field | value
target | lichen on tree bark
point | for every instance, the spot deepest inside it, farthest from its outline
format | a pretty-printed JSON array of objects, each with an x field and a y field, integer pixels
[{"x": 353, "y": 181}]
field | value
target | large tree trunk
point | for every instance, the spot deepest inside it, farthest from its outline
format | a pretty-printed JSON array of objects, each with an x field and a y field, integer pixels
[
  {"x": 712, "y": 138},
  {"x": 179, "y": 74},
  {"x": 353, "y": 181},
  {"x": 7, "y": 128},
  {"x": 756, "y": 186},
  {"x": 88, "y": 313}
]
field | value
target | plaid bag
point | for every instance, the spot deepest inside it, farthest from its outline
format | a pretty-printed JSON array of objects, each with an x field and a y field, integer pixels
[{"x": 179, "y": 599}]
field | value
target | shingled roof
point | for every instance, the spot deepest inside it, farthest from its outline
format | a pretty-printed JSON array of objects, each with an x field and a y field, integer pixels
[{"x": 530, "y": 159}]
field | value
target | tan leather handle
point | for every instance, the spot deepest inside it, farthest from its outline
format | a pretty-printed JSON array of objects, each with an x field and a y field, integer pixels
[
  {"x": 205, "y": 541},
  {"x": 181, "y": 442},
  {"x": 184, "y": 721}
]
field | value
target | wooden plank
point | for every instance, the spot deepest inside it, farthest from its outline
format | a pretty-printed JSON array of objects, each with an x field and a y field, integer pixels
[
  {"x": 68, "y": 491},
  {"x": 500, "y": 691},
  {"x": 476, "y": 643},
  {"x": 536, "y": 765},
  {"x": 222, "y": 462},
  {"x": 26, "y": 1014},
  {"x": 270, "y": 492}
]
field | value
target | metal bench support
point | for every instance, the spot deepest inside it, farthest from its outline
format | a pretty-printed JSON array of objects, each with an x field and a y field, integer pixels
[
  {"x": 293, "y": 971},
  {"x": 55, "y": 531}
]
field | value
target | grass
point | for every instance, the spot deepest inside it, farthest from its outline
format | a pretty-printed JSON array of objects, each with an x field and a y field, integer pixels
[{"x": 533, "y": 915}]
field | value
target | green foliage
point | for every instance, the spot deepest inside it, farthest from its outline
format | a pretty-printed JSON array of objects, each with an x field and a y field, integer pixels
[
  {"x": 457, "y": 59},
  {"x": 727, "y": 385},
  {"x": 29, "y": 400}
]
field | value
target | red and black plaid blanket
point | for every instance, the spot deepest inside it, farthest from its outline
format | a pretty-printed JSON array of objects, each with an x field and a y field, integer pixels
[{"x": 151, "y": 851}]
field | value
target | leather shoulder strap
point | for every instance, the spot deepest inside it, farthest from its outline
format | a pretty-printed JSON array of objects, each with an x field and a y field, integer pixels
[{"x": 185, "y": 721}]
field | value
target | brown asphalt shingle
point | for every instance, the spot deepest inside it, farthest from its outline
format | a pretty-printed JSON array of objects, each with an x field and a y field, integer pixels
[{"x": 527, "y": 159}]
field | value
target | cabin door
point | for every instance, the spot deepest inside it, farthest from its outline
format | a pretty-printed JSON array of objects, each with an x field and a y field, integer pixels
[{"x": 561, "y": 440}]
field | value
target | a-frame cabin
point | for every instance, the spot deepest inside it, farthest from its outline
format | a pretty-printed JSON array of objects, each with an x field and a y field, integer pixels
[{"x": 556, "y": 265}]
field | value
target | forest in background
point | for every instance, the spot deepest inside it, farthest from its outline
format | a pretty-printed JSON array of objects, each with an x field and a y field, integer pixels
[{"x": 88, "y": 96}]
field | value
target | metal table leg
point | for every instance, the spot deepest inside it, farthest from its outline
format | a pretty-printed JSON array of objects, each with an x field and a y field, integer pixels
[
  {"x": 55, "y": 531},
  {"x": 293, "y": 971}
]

AIM OF THE TASK:
Repeat the data above, word for word.

REPLY:
field | value
target | lichen on tree bark
point | for every instance, the spot deepest inside it, farthest from its outline
format | a pretty-printed JSON array of objects, each with an x field and a y field, integer pixels
[{"x": 353, "y": 181}]
field | value
target | large tree trunk
point | for every instance, the spot deepest inside it, farthest from its outline
format | a pretty-printed JSON array of objects, each with an x field and a y field, integer pixels
[
  {"x": 712, "y": 138},
  {"x": 179, "y": 74},
  {"x": 353, "y": 181},
  {"x": 7, "y": 128},
  {"x": 756, "y": 186},
  {"x": 88, "y": 313}
]
field | value
target | plaid bag
point | for every instance, the spot deepest inside it, farthest from its outline
format | a pretty-printed JSON array of objects, each with an x field and a y field, integer pixels
[{"x": 179, "y": 599}]
field | value
target | shingled roof
point | for every instance, the spot deepest inside it, farthest from its outline
format | a pretty-printed JSON array of objects, each with an x field and a y field, integer pixels
[{"x": 530, "y": 159}]
field | value
target | tan leather handle
point | for every instance, the spot deepest inside it, farthest from its outline
format | a pretty-printed JSON array of objects, each with an x field and a y field, integer pixels
[
  {"x": 205, "y": 541},
  {"x": 181, "y": 442},
  {"x": 184, "y": 721}
]
field | value
target | wooden plank
point | for every instance, the spot deepest inside it, farthest from its outline
format | a pretty-printed JSON array of objects, each with an x field and a y field, integer pixels
[
  {"x": 68, "y": 491},
  {"x": 500, "y": 691},
  {"x": 476, "y": 643},
  {"x": 536, "y": 765},
  {"x": 222, "y": 462},
  {"x": 26, "y": 1014},
  {"x": 270, "y": 492}
]
field | value
target | metal bench support
point | for every instance, the spot deepest inside it, farthest from its outline
format | a pretty-printed JSON array of objects, each with an x field and a y field, integer pixels
[
  {"x": 293, "y": 971},
  {"x": 55, "y": 531}
]
field | value
target | grass
point | for every instance, the spot deepest inside it, farthest from its outline
format | a pretty-printed JSON array of objects, each with an x field and a y field, integer pixels
[{"x": 533, "y": 915}]
field | value
target | green foliage
point | for every instance, the spot deepest inside it, farthest from its outline
format | a pretty-printed JSON array of objects, each with an x field and a y field, integer pixels
[
  {"x": 457, "y": 59},
  {"x": 727, "y": 385},
  {"x": 29, "y": 400}
]
field | value
target | red and black plaid blanket
point | for every instance, the spot deepest inside it, farthest from its outline
format | a pretty-printed JSON array of objects, each with an x field and a y field, integer pixels
[{"x": 151, "y": 851}]
field | value
target | leather shoulder strap
point | for every instance, the spot deepest inside it, farthest from its outline
format | a pretty-printed JSON array of objects, each with an x field and a y field, integer pixels
[{"x": 185, "y": 721}]
field | value
target | brown asphalt shingle
point | for every instance, the spot deepest inside it, farthest from its outline
format | a pretty-printed JSON array of objects, each with an x field and a y field, integer pixels
[{"x": 527, "y": 159}]
field | value
target | cabin door
point | for every instance, the spot deepest inside it, farthest from its outline
format | a pretty-printed JSON array of objects, each with an x field and a y field, integer pixels
[{"x": 561, "y": 440}]
field | value
target | a-frame cabin
point | for every instance, the spot deepest inside it, farthest from its outline
format | a pretty-printed JSON array of objects, each with an x field and a y field, integer pixels
[{"x": 556, "y": 265}]
field | value
target | forest in background
point | for every instance, the spot deepest inside it, farthest from its outline
format | a pretty-printed JSON array of objects, each with an x field and a y field, integer pixels
[{"x": 88, "y": 96}]
field | value
target | metal table leg
point | for every instance, the spot deepest inside it, farthest from its outline
format | a pretty-printed JSON array of objects, each with an x field and a y field, integer pixels
[
  {"x": 55, "y": 531},
  {"x": 293, "y": 971}
]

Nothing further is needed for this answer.